DIRECTIONS FOR THIS TASK | The full set of entries should be repeated without a single change.

THE RECORDS |
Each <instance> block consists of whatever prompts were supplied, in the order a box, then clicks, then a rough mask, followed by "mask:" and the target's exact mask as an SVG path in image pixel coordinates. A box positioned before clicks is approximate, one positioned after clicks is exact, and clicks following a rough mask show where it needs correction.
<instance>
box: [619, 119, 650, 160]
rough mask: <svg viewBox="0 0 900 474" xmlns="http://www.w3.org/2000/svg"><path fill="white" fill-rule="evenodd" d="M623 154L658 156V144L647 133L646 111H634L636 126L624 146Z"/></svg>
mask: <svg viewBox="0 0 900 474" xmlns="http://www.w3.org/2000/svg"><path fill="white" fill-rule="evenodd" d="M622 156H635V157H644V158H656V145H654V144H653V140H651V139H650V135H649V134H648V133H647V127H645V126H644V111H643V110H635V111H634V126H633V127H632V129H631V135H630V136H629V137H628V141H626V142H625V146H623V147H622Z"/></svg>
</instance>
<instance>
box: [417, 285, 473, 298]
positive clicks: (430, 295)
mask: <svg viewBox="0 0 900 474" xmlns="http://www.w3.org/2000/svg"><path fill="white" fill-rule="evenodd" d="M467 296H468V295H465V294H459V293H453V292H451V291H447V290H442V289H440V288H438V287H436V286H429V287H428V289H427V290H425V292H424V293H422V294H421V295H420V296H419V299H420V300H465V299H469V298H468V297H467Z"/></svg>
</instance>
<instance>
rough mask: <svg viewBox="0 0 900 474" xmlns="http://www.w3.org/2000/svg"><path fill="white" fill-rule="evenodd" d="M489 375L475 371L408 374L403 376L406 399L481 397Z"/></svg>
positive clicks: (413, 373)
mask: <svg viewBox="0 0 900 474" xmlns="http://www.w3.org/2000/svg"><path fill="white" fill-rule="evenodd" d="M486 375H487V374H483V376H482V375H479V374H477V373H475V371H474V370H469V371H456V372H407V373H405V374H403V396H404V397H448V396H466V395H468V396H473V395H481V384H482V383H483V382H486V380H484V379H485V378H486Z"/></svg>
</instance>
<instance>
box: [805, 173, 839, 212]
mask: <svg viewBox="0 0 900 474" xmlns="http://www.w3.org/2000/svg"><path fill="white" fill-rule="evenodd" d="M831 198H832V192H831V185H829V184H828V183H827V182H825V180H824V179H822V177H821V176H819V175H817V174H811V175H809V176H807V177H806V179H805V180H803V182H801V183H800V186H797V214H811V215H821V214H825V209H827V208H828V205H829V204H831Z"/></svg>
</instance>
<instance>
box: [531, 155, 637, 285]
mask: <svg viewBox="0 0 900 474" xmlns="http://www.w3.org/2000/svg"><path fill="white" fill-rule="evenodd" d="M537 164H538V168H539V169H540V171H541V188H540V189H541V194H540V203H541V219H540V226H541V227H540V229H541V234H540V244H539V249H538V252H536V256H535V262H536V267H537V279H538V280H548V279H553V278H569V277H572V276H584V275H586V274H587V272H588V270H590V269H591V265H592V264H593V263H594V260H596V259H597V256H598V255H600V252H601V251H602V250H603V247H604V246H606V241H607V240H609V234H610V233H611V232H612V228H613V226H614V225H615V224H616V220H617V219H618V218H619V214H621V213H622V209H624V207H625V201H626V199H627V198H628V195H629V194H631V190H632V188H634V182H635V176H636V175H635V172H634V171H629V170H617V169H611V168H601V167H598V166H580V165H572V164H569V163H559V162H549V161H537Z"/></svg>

WRITTEN SOLUTION |
Each <instance> block consists of whatever prompts were supplied, in the order a box, then clicks, then a rough mask, followed by "mask:" and the target's exact mask as an SVG path in image pixel coordinates. A box positioned before clicks is approximate, one positioned after clicks is exact, and clicks following a rough mask show where it needs correction.
<instance>
box: [619, 119, 650, 160]
rough mask: <svg viewBox="0 0 900 474" xmlns="http://www.w3.org/2000/svg"><path fill="white" fill-rule="evenodd" d="M623 154L658 156V144L647 133L646 111H634L636 126L624 146Z"/></svg>
mask: <svg viewBox="0 0 900 474" xmlns="http://www.w3.org/2000/svg"><path fill="white" fill-rule="evenodd" d="M622 156H635V157H644V158H656V145H654V144H653V140H651V139H650V135H649V134H648V133H647V127H645V126H644V111H643V110H635V111H634V126H633V127H632V129H631V135H630V136H629V137H628V141H626V142H625V146H623V147H622Z"/></svg>
</instance>
<instance>
box: [417, 285, 473, 298]
positive clicks: (430, 295)
mask: <svg viewBox="0 0 900 474" xmlns="http://www.w3.org/2000/svg"><path fill="white" fill-rule="evenodd" d="M467 296H468V295H465V294H459V293H453V292H451V291H447V290H442V289H440V288H438V287H436V286H429V287H428V289H427V290H425V292H424V293H422V294H421V295H420V296H419V299H420V300H465V299H469V298H468V297H467Z"/></svg>
</instance>
<instance>
rough mask: <svg viewBox="0 0 900 474" xmlns="http://www.w3.org/2000/svg"><path fill="white" fill-rule="evenodd" d="M489 375L475 371L408 374L403 376L406 399L481 397Z"/></svg>
positive clicks: (413, 373)
mask: <svg viewBox="0 0 900 474" xmlns="http://www.w3.org/2000/svg"><path fill="white" fill-rule="evenodd" d="M486 375H487V374H483V376H482V375H479V374H477V373H475V371H474V370H469V371H456V372H407V373H405V374H403V396H404V397H448V396H466V395H468V396H473V395H481V384H482V383H483V382H486V380H484V379H485V378H486Z"/></svg>
</instance>
<instance>
box: [805, 173, 839, 212]
mask: <svg viewBox="0 0 900 474" xmlns="http://www.w3.org/2000/svg"><path fill="white" fill-rule="evenodd" d="M831 198H832V192H831V185H829V184H828V183H827V182H825V180H824V179H822V177H821V176H819V175H817V174H811V175H809V176H807V177H806V179H805V180H803V182H801V183H800V186H797V214H811V215H821V214H825V209H827V208H828V205H829V204H831Z"/></svg>
</instance>
<instance>
box: [531, 155, 637, 285]
mask: <svg viewBox="0 0 900 474" xmlns="http://www.w3.org/2000/svg"><path fill="white" fill-rule="evenodd" d="M537 164H538V168H539V169H540V171H541V188H540V189H541V194H540V203H541V219H540V226H541V227H540V229H541V234H540V244H539V249H538V252H536V256H535V262H536V267H537V279H538V280H548V279H553V278H569V277H572V276H584V275H586V274H587V272H588V270H590V269H591V265H592V264H593V263H594V260H596V259H597V256H598V255H600V252H601V251H602V250H603V247H604V246H606V241H607V240H609V234H610V233H611V232H612V228H613V226H614V225H615V224H616V220H617V219H618V218H619V214H621V213H622V209H624V207H625V201H626V199H627V198H628V195H629V194H631V190H632V188H634V182H635V176H636V175H635V172H634V171H629V170H617V169H611V168H601V167H598V166H580V165H572V164H569V163H559V162H549V161H537Z"/></svg>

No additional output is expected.